◆ YOUR ASSIGNMENT ◆
Copy the full listing, changing nothing.

◆ ◆ ◆ ◆ ◆ ◆ ◆

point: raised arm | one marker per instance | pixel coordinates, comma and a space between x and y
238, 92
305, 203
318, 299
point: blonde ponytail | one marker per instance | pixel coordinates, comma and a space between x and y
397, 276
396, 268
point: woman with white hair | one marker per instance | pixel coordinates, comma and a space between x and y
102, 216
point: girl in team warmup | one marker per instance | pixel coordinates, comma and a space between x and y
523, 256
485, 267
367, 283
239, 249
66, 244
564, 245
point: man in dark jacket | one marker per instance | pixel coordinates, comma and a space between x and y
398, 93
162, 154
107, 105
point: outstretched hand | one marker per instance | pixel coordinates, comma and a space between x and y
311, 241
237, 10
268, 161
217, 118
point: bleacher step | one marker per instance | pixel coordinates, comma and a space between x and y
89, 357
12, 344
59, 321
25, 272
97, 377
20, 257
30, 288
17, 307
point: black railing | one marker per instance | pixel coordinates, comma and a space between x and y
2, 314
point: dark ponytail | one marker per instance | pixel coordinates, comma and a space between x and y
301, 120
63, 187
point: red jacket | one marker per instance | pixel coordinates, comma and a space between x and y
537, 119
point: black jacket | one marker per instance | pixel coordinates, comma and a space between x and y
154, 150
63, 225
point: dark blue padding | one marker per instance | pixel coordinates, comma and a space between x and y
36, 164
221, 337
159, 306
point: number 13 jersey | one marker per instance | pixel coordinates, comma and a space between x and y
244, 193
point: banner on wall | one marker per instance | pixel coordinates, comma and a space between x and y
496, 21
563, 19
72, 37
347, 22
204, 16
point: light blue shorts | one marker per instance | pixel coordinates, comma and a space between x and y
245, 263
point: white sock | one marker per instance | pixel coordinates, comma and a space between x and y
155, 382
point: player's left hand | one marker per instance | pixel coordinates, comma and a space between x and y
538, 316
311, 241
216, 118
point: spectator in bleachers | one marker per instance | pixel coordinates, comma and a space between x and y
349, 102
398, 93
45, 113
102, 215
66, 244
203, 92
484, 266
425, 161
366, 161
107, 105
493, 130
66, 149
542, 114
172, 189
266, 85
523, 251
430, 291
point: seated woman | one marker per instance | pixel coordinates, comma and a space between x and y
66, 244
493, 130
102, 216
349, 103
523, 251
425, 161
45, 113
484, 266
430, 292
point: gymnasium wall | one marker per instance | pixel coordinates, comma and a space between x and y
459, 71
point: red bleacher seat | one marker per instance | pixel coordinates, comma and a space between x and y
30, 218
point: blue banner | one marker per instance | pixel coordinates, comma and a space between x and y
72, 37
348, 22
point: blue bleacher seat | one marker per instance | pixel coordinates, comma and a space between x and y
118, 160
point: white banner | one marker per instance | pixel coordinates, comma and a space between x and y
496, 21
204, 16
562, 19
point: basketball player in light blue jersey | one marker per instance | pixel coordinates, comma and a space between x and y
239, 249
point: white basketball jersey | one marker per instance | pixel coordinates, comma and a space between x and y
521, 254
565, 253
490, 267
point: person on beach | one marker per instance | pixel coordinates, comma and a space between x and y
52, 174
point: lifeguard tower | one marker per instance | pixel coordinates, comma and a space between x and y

◆ ◆ ◆ ◆ ◆ ◆ ◆

◆ ANSWER TO THIS TASK ◆
point: raised arm | one marker per instance | pixel coordinates, comma and a space between x and y
238, 92
305, 203
318, 299
point: blonde ponytail | one marker per instance | pixel coordinates, comma and a space between x and y
397, 276
396, 268
point: woman with white hair | one marker per instance | pixel coordinates, comma and a space between x and y
102, 216
point: girl in team warmup | one marker per instance | pixel coordinates, comma and a space between x and y
523, 256
485, 267
367, 283
239, 249
66, 244
564, 245
point: man in dark jacket | one marker per instance | pixel coordinates, comma and a space between x and y
398, 93
162, 154
107, 105
point: outstretched hand | one marker per instance | pixel coordinates, comma and a space between x and y
311, 241
237, 10
268, 161
217, 118
point: bleacher step | one marker per instance | pixel coordinates, comma and a space between x and y
89, 357
12, 344
59, 321
25, 272
97, 377
20, 257
30, 288
17, 307
point: black railing | one marker per instance | pixel coordinates, comma and a space between x and y
2, 314
point: dark ponytail | one marker per instance | pixel coordinates, comma and a space between x and y
301, 120
63, 187
point: red jacket | one marker per instance | pixel coordinates, comma and a space between x and y
537, 119
point: black jacket | one marker per instance | pixel coordinates, comma and a space between x and y
154, 150
63, 225
point: dark blue padding | one marker per instance | pixel coordinates, comma and a space between x and y
36, 164
221, 337
159, 306
point: number 13 jersey | one marker per instance | pixel coordinates, comma and a space between x and y
244, 193
point: banner on wall | one marker per instance | pixel coordinates, comma and a space between x and y
496, 21
563, 19
72, 37
347, 22
204, 16
point: light blue shorts | one marker per instance | pixel coordinates, comma and a space between x and y
245, 263
point: white sock | one marker per instance | pixel coordinates, comma and a space between x and y
155, 382
point: player's left hand | one marker per instance | pixel coordinates, comma and a space between x and y
538, 316
311, 241
216, 118
point: spectator in bleachers | one marker per instance | pixel coordinates, comma and a space between x and y
349, 102
398, 93
45, 113
102, 215
66, 244
203, 92
484, 266
425, 161
366, 161
107, 105
493, 130
66, 149
542, 114
172, 189
266, 85
523, 251
430, 291
point: seated woman | one marker per instance | pixel coordinates, comma and a space between x and y
66, 244
493, 130
102, 216
349, 103
523, 251
425, 161
45, 113
484, 266
430, 292
point: gymnasium wall | one marker per instance | pixel coordinates, comma and a space between x and y
459, 71
point: red bleacher seat | one marker per instance | pixel coordinates, comma and a space between x and y
30, 218
point: blue banner | one marker per instance | pixel coordinates, comma and a space between x and y
72, 37
348, 22
point: blue bleacher seat | one marker per instance | pixel coordinates, comma and a space between x and y
118, 160
point: white banner | one marker per instance | pixel coordinates, comma and a space between x and y
496, 21
204, 16
562, 19
point: basketball player in light blue jersey | one marker per instance | pixel coordinates, comma and a space between x and y
239, 249
point: white basketball jersey | one marker per instance | pixel coordinates, comma and a space between x and y
521, 254
565, 253
490, 267
point: person on beach | one marker per instance | pixel coordinates, comma and a space between x and y
52, 174
point: lifeguard tower | one marker per instance | pixel coordinates, comma and a space between x and y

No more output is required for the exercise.